- [What to produce] From the line that contains "Target: horse's front leg" to the last line of the data, every line is to be transcribed exactly; no other line is to be included.

________________________

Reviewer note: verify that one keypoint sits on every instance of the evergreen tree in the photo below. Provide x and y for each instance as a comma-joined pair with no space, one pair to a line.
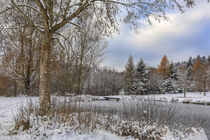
203,60
141,81
167,86
208,58
190,70
163,68
129,76
173,72
190,62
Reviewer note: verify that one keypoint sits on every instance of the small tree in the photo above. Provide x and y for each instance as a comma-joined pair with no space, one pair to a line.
129,76
141,80
164,67
183,81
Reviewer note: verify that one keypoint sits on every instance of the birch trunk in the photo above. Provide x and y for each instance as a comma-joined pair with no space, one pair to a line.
44,85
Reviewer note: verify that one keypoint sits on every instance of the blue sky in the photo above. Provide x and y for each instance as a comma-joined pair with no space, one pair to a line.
183,36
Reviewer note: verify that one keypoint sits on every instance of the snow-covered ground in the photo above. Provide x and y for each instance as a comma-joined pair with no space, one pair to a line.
8,107
192,97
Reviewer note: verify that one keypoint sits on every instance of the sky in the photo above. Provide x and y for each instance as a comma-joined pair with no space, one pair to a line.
184,35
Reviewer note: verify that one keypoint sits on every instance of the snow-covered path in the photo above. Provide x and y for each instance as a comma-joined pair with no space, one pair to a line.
8,107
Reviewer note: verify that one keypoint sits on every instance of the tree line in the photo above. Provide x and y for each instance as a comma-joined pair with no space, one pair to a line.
192,75
31,31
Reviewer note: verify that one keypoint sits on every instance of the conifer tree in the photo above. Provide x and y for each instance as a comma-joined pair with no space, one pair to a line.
129,76
190,70
173,72
140,80
163,68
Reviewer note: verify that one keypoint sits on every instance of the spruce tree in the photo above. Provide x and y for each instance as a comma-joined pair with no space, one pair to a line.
173,72
190,70
140,80
129,76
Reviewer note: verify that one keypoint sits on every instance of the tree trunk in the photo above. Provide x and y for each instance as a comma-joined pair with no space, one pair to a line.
184,93
204,86
44,85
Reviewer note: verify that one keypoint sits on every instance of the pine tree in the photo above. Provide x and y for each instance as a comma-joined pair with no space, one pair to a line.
173,72
190,62
163,68
141,81
196,65
129,76
190,70
208,59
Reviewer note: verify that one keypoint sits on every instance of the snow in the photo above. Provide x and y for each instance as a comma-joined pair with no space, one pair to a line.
8,106
193,97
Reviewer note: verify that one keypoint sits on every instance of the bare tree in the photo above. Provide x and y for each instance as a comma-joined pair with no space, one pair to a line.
56,15
183,82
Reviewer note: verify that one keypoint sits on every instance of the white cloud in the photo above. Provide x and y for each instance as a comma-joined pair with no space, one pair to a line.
178,25
183,36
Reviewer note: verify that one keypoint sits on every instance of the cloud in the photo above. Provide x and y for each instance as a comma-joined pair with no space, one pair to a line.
183,36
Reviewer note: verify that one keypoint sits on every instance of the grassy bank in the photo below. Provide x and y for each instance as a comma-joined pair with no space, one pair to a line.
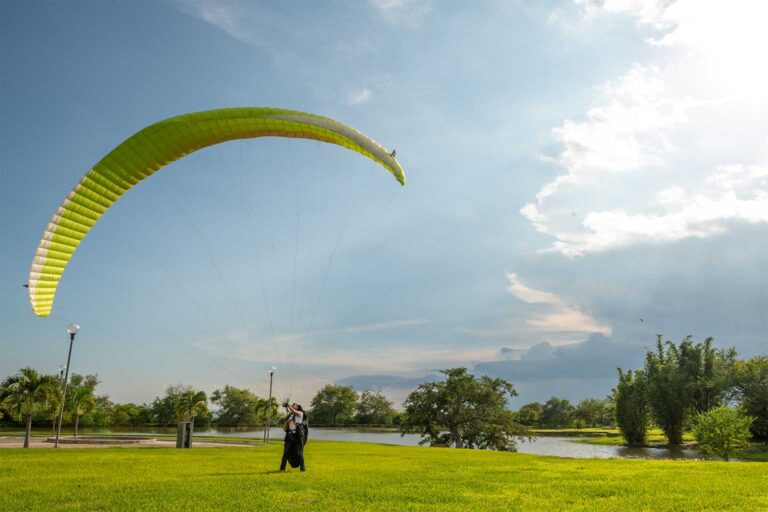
350,476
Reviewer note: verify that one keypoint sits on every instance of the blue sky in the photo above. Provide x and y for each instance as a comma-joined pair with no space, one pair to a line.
581,176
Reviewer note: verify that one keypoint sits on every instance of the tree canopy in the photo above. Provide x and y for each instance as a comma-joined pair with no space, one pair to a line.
463,411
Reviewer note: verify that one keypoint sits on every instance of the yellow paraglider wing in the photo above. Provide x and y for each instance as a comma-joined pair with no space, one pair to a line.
153,148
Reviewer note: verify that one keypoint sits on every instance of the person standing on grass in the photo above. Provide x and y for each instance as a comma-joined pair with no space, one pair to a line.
293,449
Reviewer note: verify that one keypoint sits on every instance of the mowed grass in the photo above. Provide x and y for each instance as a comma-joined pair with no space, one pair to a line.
354,477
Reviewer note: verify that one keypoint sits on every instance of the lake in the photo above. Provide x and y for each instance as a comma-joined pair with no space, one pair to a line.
558,446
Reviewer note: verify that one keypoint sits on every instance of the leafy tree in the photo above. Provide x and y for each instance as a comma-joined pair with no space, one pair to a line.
463,411
240,407
593,412
631,407
530,414
750,388
684,379
28,393
557,412
122,415
373,408
722,431
708,371
190,404
81,395
333,405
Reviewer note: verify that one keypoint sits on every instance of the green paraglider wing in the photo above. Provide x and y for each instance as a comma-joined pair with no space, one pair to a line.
153,148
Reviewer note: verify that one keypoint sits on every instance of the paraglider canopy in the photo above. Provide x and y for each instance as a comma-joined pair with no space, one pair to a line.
153,148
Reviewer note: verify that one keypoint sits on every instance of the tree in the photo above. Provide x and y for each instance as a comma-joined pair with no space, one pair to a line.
81,395
684,379
373,408
593,412
722,431
631,407
557,412
530,414
333,405
463,411
168,410
240,407
121,415
750,388
28,393
191,403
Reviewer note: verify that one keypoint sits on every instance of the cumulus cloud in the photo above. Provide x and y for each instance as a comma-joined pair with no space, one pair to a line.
406,13
558,315
673,149
596,357
358,96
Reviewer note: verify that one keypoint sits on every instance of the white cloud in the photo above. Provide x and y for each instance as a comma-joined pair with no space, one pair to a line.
529,295
225,15
560,316
359,96
406,13
673,150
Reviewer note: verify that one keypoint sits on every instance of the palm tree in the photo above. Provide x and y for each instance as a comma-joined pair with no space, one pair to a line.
28,394
190,404
82,397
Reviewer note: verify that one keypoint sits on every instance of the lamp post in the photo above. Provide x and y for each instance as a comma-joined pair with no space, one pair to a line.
72,329
61,385
269,406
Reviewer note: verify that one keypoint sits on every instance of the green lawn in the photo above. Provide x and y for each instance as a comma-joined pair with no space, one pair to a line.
350,476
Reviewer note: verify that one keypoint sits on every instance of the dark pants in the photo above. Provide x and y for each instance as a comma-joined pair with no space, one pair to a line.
293,450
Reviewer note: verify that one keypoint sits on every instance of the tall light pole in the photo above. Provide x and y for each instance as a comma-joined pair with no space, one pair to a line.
61,385
72,329
269,406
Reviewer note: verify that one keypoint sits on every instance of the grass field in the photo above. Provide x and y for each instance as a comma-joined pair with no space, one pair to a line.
350,476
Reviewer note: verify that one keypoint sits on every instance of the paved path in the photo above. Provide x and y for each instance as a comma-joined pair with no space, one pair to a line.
40,442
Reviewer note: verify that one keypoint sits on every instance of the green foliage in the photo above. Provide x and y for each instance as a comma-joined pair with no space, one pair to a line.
464,412
28,393
81,397
685,379
750,388
373,408
348,477
240,407
530,414
722,431
631,406
557,412
190,404
333,406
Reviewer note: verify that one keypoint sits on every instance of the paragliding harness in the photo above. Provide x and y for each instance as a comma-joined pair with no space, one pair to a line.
302,429
298,436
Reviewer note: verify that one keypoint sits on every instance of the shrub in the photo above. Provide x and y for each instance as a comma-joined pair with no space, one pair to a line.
722,431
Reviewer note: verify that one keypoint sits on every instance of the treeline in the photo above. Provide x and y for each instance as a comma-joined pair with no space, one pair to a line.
30,399
561,413
337,406
693,387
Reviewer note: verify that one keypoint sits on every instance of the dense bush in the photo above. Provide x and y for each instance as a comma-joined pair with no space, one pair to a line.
722,431
631,407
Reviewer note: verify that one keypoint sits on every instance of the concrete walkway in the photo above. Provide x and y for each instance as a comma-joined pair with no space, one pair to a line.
40,442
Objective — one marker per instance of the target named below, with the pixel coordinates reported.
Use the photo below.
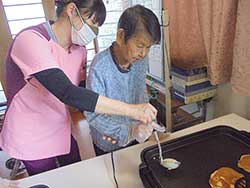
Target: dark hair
(134, 17)
(94, 7)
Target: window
(22, 14)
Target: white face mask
(84, 36)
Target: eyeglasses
(94, 29)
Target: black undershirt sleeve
(59, 85)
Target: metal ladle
(168, 163)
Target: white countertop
(97, 172)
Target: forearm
(113, 126)
(60, 86)
(111, 106)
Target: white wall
(227, 102)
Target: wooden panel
(5, 40)
(49, 9)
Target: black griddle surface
(200, 155)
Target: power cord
(113, 167)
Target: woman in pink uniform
(45, 71)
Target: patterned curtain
(212, 33)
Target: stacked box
(191, 85)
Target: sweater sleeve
(59, 85)
(115, 126)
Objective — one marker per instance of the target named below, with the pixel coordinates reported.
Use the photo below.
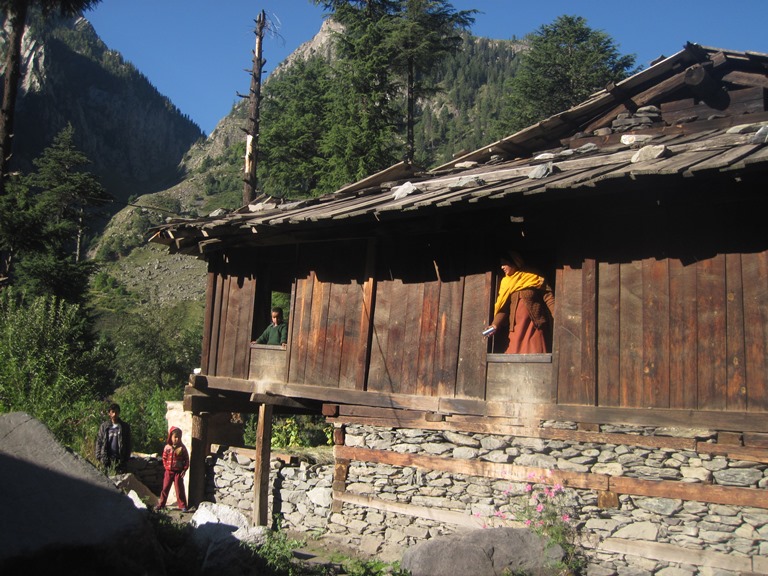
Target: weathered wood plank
(378, 375)
(655, 333)
(261, 466)
(569, 333)
(631, 335)
(476, 309)
(411, 312)
(734, 421)
(429, 331)
(300, 319)
(321, 295)
(444, 516)
(728, 495)
(448, 336)
(528, 383)
(400, 401)
(367, 305)
(683, 330)
(710, 288)
(217, 334)
(339, 302)
(209, 323)
(608, 376)
(747, 453)
(228, 336)
(755, 288)
(736, 385)
(588, 377)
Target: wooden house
(644, 206)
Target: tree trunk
(10, 88)
(254, 100)
(410, 145)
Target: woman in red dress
(525, 306)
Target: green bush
(52, 367)
(302, 431)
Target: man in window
(276, 333)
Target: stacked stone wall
(637, 535)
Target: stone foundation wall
(388, 508)
(149, 469)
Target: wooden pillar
(261, 471)
(198, 451)
(340, 470)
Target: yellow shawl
(517, 281)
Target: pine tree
(363, 114)
(567, 62)
(61, 201)
(294, 119)
(424, 33)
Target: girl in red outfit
(176, 462)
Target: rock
(64, 508)
(219, 533)
(483, 553)
(650, 152)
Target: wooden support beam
(261, 469)
(728, 495)
(199, 450)
(474, 467)
(340, 472)
(676, 554)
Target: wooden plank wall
(669, 334)
(424, 323)
(229, 322)
(331, 315)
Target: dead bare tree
(254, 101)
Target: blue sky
(197, 52)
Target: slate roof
(699, 113)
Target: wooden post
(261, 471)
(198, 451)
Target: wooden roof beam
(698, 79)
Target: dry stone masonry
(679, 537)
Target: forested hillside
(137, 309)
(134, 136)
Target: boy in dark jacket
(176, 463)
(113, 441)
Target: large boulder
(62, 515)
(488, 552)
(219, 534)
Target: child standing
(176, 462)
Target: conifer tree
(364, 116)
(61, 199)
(423, 34)
(567, 62)
(15, 12)
(294, 119)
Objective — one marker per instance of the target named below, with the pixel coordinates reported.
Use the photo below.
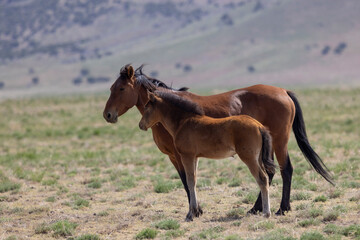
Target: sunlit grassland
(63, 167)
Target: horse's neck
(172, 120)
(143, 98)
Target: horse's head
(150, 116)
(123, 96)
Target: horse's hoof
(189, 217)
(200, 210)
(280, 213)
(253, 211)
(267, 215)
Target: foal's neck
(143, 98)
(172, 117)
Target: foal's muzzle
(142, 126)
(110, 117)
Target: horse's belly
(218, 153)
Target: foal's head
(151, 114)
(162, 104)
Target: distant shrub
(154, 74)
(147, 233)
(227, 20)
(168, 224)
(251, 69)
(35, 80)
(325, 50)
(258, 6)
(93, 80)
(340, 48)
(187, 68)
(84, 72)
(77, 81)
(312, 236)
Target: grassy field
(67, 174)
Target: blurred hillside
(76, 45)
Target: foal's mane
(182, 103)
(150, 83)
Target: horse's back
(218, 137)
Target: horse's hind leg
(258, 204)
(263, 181)
(190, 166)
(286, 174)
(176, 161)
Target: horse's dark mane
(182, 103)
(152, 83)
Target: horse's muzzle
(110, 117)
(142, 126)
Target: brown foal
(276, 108)
(196, 135)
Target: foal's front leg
(190, 165)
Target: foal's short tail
(266, 151)
(303, 142)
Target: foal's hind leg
(258, 204)
(190, 165)
(262, 180)
(286, 174)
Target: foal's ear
(152, 97)
(130, 71)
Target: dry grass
(60, 162)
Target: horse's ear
(130, 71)
(152, 97)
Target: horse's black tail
(301, 137)
(266, 151)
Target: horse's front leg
(190, 164)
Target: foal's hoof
(194, 212)
(267, 215)
(253, 211)
(281, 212)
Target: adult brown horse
(196, 135)
(276, 108)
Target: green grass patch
(163, 186)
(168, 224)
(210, 233)
(250, 198)
(262, 225)
(300, 196)
(312, 236)
(58, 229)
(235, 182)
(320, 198)
(308, 222)
(7, 185)
(86, 237)
(277, 234)
(95, 183)
(236, 213)
(233, 237)
(147, 233)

________________________

- [Output]
Target: horse's front leg
(190, 164)
Target: foal's hoof
(194, 212)
(267, 215)
(253, 211)
(281, 212)
Target: adult brown horse
(196, 135)
(276, 108)
Target: green grass patch
(163, 186)
(168, 224)
(210, 233)
(250, 198)
(262, 225)
(300, 196)
(312, 236)
(58, 229)
(235, 182)
(320, 198)
(308, 222)
(7, 185)
(86, 237)
(277, 234)
(95, 183)
(236, 213)
(233, 237)
(147, 233)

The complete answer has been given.